WHAT YOU SHOULD DO: Locate the word "green" in the entries below, then gather every line that holds it.

Referring expression pointing data:
^^^^^^^^

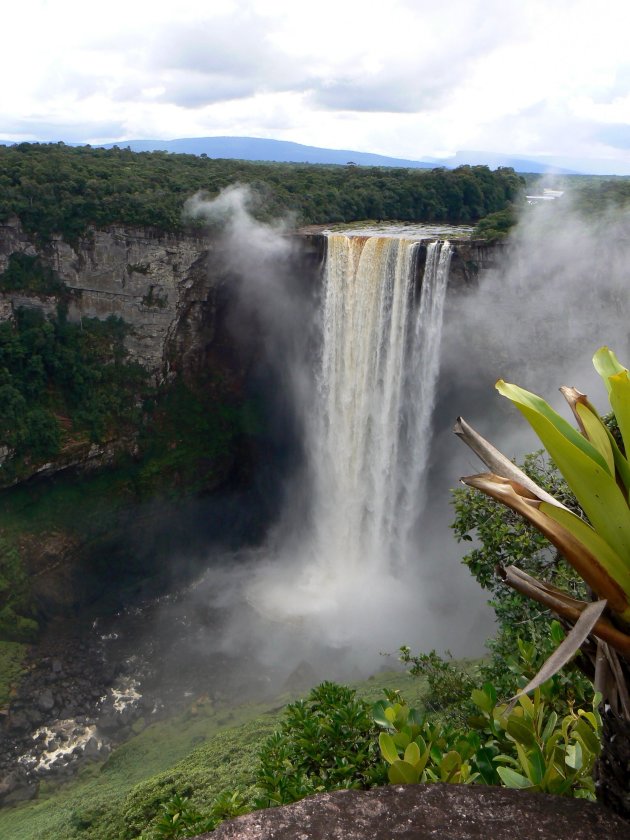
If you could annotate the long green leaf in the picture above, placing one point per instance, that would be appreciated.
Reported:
(595, 428)
(511, 778)
(584, 469)
(574, 550)
(596, 433)
(497, 462)
(618, 569)
(529, 403)
(606, 364)
(620, 404)
(388, 747)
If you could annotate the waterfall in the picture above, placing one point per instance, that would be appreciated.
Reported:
(376, 384)
(368, 433)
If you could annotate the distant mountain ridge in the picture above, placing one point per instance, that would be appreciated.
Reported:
(261, 149)
(284, 151)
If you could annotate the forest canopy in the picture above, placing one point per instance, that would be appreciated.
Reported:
(59, 189)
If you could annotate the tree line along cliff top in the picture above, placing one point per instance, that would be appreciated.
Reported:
(56, 189)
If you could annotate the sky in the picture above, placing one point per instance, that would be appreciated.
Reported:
(409, 78)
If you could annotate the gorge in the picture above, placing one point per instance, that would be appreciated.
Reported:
(194, 308)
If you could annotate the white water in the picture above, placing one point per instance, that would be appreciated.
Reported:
(369, 437)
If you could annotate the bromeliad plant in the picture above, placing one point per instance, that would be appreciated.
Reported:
(596, 468)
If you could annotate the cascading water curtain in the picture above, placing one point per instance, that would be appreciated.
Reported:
(376, 390)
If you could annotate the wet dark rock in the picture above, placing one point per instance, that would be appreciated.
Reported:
(45, 700)
(420, 812)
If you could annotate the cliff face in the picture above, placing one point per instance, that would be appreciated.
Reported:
(171, 289)
(145, 277)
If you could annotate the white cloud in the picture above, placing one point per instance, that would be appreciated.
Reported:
(416, 79)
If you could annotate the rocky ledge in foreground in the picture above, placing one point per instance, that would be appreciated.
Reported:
(421, 812)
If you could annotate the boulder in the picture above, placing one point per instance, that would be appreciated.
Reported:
(421, 812)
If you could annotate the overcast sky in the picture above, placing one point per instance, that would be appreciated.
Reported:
(407, 78)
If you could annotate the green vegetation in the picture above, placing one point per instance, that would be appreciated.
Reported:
(504, 537)
(197, 755)
(60, 382)
(529, 747)
(598, 473)
(328, 741)
(27, 273)
(497, 225)
(17, 613)
(56, 189)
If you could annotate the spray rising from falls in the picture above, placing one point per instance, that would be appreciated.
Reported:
(369, 436)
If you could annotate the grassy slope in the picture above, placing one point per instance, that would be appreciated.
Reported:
(202, 752)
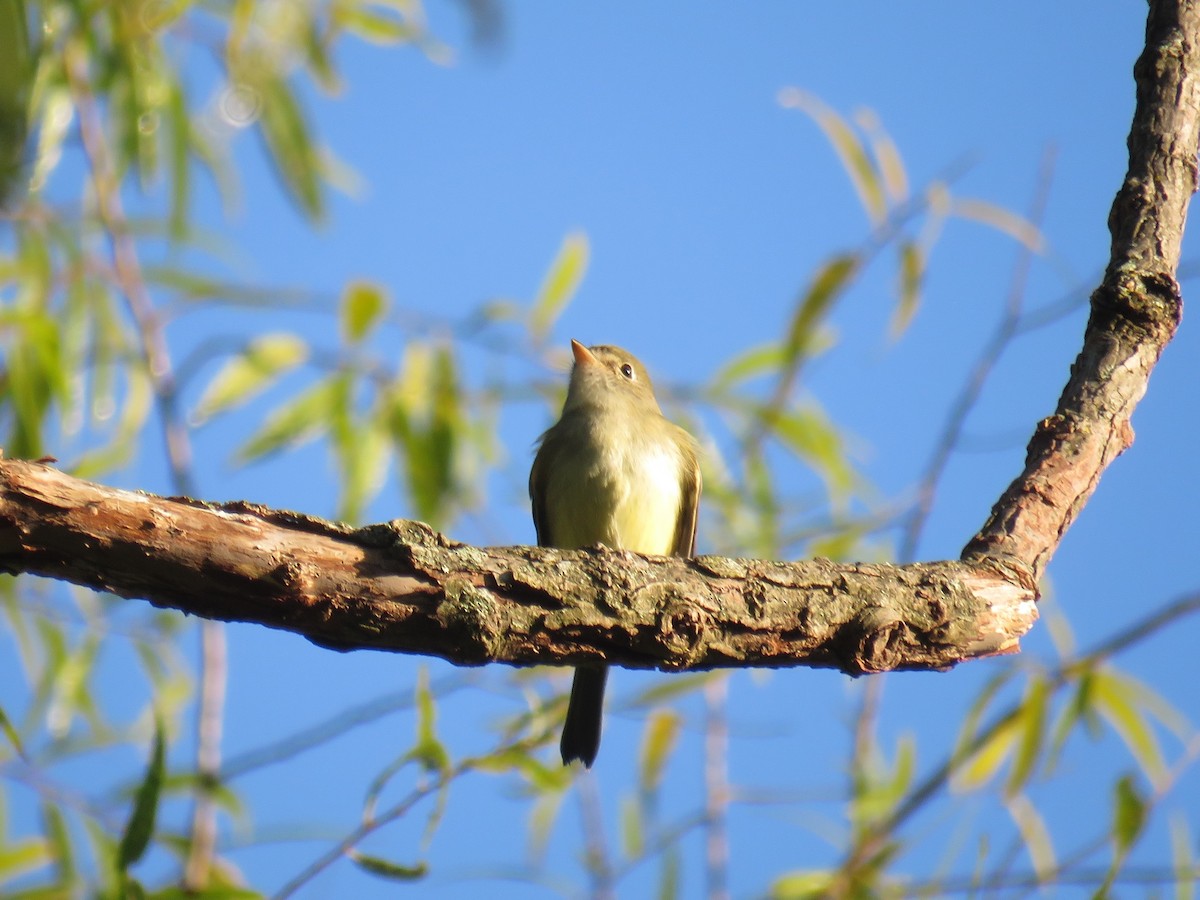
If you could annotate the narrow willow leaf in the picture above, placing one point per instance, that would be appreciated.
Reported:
(631, 837)
(429, 750)
(1035, 834)
(6, 726)
(912, 267)
(1182, 857)
(1032, 720)
(851, 151)
(887, 155)
(1129, 813)
(16, 81)
(298, 421)
(658, 742)
(559, 283)
(809, 433)
(373, 25)
(139, 828)
(363, 307)
(1119, 701)
(289, 144)
(990, 756)
(749, 364)
(1002, 220)
(179, 136)
(803, 886)
(819, 297)
(252, 371)
(388, 869)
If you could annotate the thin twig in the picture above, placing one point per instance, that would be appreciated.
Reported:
(153, 337)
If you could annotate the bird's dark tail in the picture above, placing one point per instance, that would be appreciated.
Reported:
(585, 715)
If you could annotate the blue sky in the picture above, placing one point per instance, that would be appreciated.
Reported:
(657, 131)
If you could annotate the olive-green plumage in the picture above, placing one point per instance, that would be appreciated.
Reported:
(612, 471)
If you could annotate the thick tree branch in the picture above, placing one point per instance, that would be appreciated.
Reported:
(1135, 310)
(402, 587)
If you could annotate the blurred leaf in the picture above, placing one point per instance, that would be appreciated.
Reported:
(11, 732)
(1032, 723)
(381, 27)
(1129, 811)
(1121, 701)
(985, 762)
(1002, 220)
(59, 841)
(633, 840)
(139, 828)
(1035, 834)
(298, 421)
(289, 143)
(179, 135)
(826, 287)
(427, 425)
(363, 307)
(670, 877)
(658, 742)
(1182, 856)
(853, 156)
(250, 372)
(887, 155)
(809, 433)
(815, 885)
(912, 267)
(559, 285)
(747, 365)
(429, 751)
(16, 78)
(387, 869)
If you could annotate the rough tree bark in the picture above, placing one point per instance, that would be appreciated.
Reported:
(402, 587)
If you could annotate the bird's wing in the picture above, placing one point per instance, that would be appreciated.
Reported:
(689, 503)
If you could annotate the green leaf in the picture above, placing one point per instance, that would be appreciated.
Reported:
(559, 285)
(375, 25)
(1032, 724)
(809, 433)
(295, 423)
(1122, 703)
(749, 364)
(823, 289)
(991, 754)
(1002, 220)
(1129, 811)
(364, 305)
(251, 372)
(863, 173)
(139, 828)
(912, 269)
(1181, 857)
(426, 423)
(16, 81)
(289, 143)
(811, 885)
(429, 751)
(6, 726)
(1035, 834)
(387, 869)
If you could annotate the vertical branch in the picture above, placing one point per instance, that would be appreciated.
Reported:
(127, 269)
(1135, 310)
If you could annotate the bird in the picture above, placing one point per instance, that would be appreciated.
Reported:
(615, 472)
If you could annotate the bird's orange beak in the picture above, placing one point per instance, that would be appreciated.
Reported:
(582, 354)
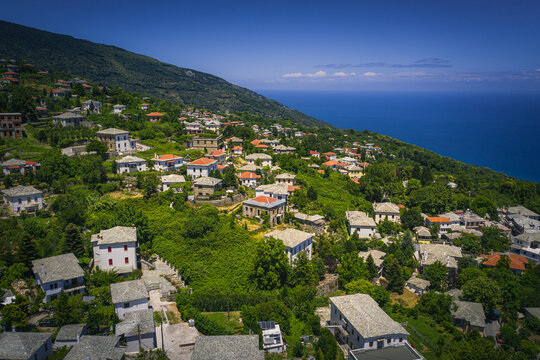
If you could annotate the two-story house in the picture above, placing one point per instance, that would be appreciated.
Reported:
(57, 273)
(129, 296)
(115, 249)
(23, 198)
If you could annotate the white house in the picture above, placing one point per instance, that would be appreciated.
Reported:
(129, 296)
(295, 241)
(25, 345)
(130, 164)
(167, 162)
(360, 223)
(249, 179)
(57, 273)
(266, 160)
(362, 324)
(201, 167)
(23, 198)
(115, 249)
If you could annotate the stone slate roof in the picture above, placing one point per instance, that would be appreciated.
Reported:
(206, 181)
(129, 159)
(14, 162)
(227, 347)
(290, 237)
(140, 321)
(359, 218)
(59, 267)
(366, 316)
(469, 311)
(173, 179)
(22, 191)
(385, 208)
(115, 235)
(70, 332)
(377, 256)
(128, 291)
(96, 348)
(112, 131)
(21, 345)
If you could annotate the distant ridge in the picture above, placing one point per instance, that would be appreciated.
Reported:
(111, 66)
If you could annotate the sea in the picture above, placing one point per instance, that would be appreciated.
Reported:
(500, 131)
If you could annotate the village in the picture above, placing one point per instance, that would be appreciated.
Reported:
(373, 260)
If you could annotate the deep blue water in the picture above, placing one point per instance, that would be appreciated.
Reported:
(495, 130)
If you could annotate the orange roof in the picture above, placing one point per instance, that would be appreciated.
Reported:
(166, 157)
(202, 161)
(265, 199)
(439, 219)
(248, 175)
(517, 262)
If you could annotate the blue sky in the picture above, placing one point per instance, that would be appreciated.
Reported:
(317, 45)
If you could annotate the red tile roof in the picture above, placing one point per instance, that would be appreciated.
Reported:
(517, 262)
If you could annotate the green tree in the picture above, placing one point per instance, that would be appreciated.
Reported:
(271, 266)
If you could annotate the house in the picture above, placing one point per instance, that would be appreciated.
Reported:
(137, 330)
(218, 155)
(130, 164)
(295, 241)
(25, 345)
(227, 347)
(11, 125)
(468, 316)
(117, 141)
(69, 335)
(92, 106)
(129, 296)
(201, 167)
(168, 180)
(115, 249)
(249, 179)
(359, 322)
(97, 348)
(59, 273)
(444, 224)
(361, 223)
(265, 159)
(274, 208)
(376, 255)
(207, 143)
(168, 162)
(386, 211)
(205, 186)
(527, 245)
(69, 119)
(23, 198)
(272, 337)
(518, 263)
(117, 109)
(237, 150)
(276, 191)
(286, 179)
(15, 166)
(154, 117)
(417, 285)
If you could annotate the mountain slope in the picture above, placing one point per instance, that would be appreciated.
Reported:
(111, 65)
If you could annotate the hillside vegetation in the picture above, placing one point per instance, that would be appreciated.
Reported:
(110, 65)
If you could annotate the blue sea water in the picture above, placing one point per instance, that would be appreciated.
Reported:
(495, 130)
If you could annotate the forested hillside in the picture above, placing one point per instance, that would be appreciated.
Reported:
(111, 66)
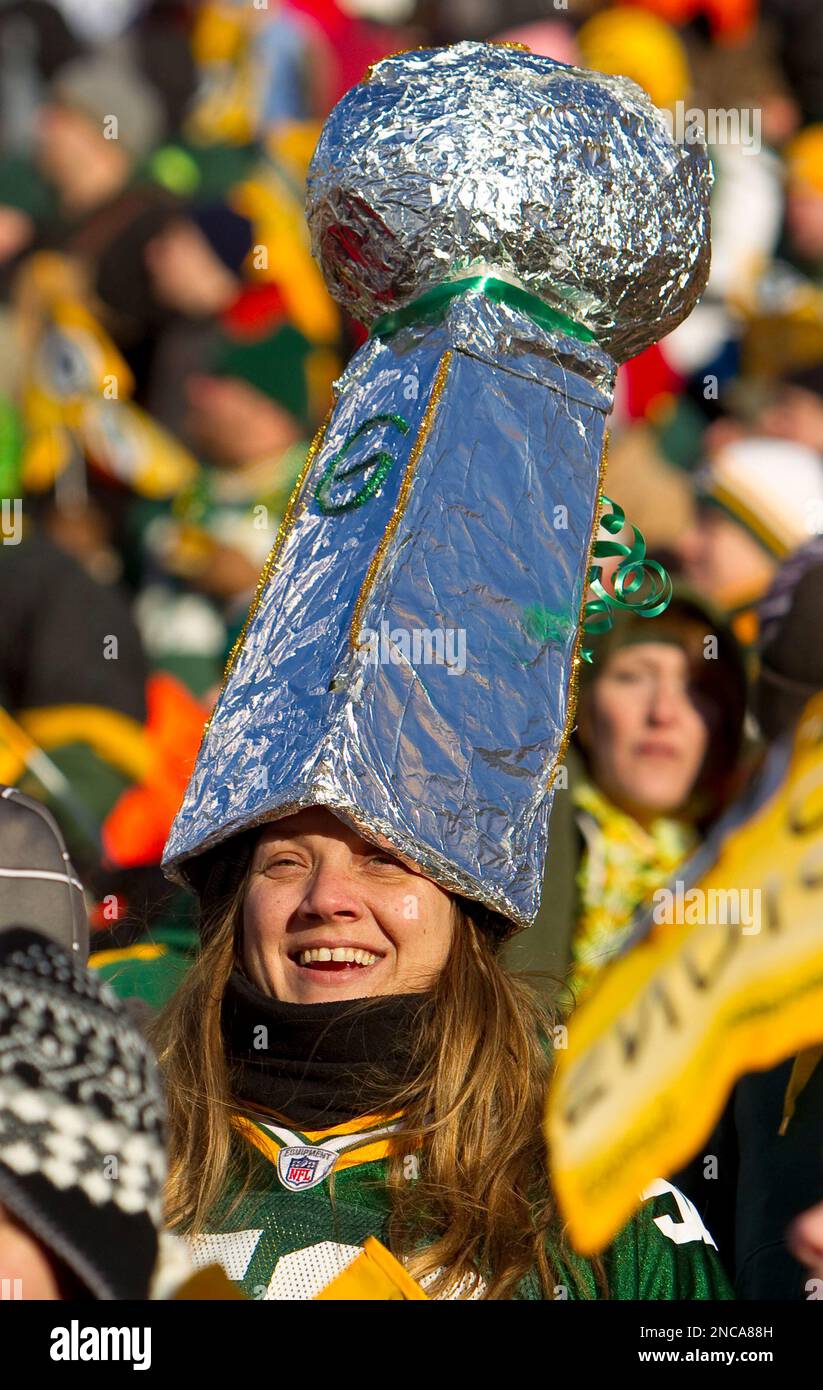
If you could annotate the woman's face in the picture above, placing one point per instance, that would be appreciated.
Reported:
(327, 915)
(642, 731)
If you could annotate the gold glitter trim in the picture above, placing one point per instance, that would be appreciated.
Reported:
(576, 656)
(288, 520)
(439, 381)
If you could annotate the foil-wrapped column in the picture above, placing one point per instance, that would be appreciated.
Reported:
(410, 656)
(516, 228)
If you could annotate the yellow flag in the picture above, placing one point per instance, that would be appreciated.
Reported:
(374, 1276)
(727, 980)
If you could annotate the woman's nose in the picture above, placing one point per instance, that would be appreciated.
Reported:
(666, 705)
(331, 893)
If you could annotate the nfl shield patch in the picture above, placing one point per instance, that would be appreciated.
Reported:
(300, 1166)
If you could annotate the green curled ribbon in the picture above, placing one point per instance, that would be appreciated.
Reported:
(431, 307)
(638, 585)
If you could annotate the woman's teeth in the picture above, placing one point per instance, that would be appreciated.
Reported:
(341, 954)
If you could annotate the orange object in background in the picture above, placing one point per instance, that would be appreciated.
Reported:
(731, 20)
(136, 827)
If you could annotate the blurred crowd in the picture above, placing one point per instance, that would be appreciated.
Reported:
(167, 352)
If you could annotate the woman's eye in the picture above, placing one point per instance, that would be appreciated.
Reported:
(281, 862)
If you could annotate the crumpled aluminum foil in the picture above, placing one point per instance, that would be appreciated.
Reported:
(488, 449)
(565, 177)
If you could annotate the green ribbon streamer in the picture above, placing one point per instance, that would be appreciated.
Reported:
(431, 306)
(638, 585)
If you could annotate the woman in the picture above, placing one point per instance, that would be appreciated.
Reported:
(659, 733)
(348, 1058)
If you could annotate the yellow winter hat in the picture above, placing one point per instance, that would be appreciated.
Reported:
(637, 45)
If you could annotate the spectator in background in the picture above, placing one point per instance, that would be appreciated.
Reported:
(759, 501)
(100, 124)
(195, 266)
(659, 730)
(769, 1140)
(248, 416)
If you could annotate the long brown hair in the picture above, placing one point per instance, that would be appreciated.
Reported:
(481, 1204)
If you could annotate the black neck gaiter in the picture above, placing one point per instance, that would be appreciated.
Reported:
(319, 1064)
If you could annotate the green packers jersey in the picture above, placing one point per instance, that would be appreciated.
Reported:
(292, 1232)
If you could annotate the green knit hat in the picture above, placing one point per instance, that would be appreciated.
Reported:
(274, 364)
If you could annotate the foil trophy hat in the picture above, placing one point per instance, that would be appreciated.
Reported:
(510, 228)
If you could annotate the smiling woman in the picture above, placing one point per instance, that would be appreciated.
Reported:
(349, 1059)
(330, 916)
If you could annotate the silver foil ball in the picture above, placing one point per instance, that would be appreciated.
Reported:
(484, 153)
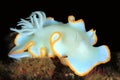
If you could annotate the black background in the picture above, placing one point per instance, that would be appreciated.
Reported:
(101, 16)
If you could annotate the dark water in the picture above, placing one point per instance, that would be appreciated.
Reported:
(102, 17)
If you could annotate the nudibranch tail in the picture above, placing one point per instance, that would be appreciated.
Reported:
(71, 43)
(79, 24)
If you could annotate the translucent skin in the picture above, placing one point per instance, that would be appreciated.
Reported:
(41, 36)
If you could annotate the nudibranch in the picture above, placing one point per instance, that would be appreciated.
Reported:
(71, 43)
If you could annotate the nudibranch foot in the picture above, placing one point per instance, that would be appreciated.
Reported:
(71, 43)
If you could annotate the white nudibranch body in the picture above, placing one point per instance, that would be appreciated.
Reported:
(40, 37)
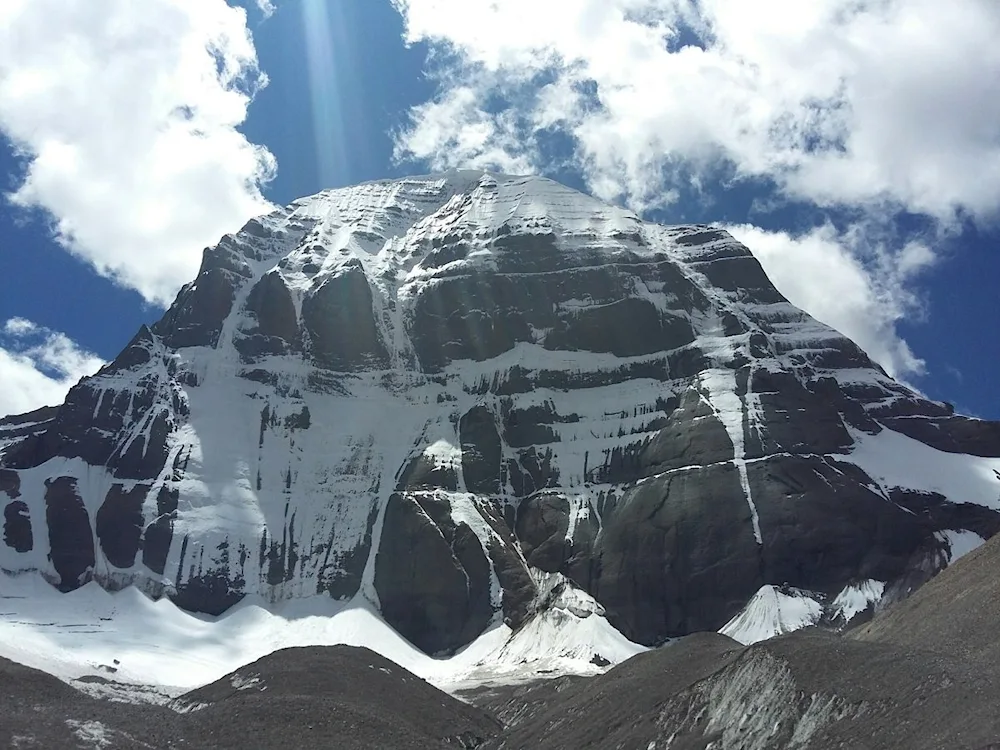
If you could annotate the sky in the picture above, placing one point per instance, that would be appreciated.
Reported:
(852, 145)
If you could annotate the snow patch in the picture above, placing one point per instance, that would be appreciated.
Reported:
(856, 598)
(773, 611)
(960, 542)
(895, 460)
(161, 651)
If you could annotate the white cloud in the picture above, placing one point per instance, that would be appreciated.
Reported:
(838, 101)
(875, 107)
(820, 272)
(126, 113)
(38, 366)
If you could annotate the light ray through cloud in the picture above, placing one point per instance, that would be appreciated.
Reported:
(322, 27)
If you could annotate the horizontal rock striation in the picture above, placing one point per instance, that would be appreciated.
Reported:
(427, 391)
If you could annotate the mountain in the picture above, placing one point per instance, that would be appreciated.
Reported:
(299, 697)
(468, 399)
(922, 675)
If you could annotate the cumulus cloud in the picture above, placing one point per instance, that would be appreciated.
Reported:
(848, 281)
(839, 102)
(126, 116)
(867, 109)
(38, 366)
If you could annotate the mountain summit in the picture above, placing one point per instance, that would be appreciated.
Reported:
(471, 398)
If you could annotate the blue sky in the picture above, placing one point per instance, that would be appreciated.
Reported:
(852, 146)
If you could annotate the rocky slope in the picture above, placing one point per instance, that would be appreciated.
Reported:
(338, 696)
(444, 393)
(921, 675)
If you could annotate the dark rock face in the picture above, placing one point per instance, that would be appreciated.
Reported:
(677, 555)
(70, 537)
(467, 384)
(340, 322)
(119, 524)
(17, 527)
(275, 328)
(343, 697)
(431, 575)
(158, 534)
(482, 452)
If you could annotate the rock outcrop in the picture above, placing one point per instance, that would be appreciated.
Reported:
(427, 392)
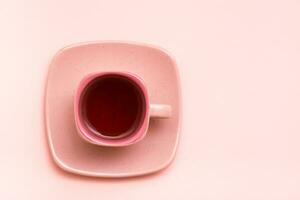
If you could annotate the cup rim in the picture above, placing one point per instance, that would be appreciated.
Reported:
(98, 139)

^^^^^^^^

ANSWER SECTION:
If you could annotate the long green leaf in the picture above, placing one point per instance, that would be appreciated.
If you could annotate the green vegetation in the picture above, placing one point per instance, that would be appreciated.
If you could annotate the olive-green plumage in the picture above, placing one point per instance, that would be appreciated.
If you could annotate the green leaf in the picture above, placing one point per instance, that would be appreciated.
If you could annotate the green tree in the picture above, placing one point per instance, that would be appreciated.
If you could annotate the green curled ribbon in the picture above, placing one point per instance, that would be appreciated.
If you could annotate the green ribbon streamer in the picture above, placing one point per instance, that would be appreciated.
If you could annotate the green packers jersey in the picture above, placing one point per instance, that would be appreciated.
If you could annotate the green knit hat in the picture above, placing one point per instance, that would be appreciated.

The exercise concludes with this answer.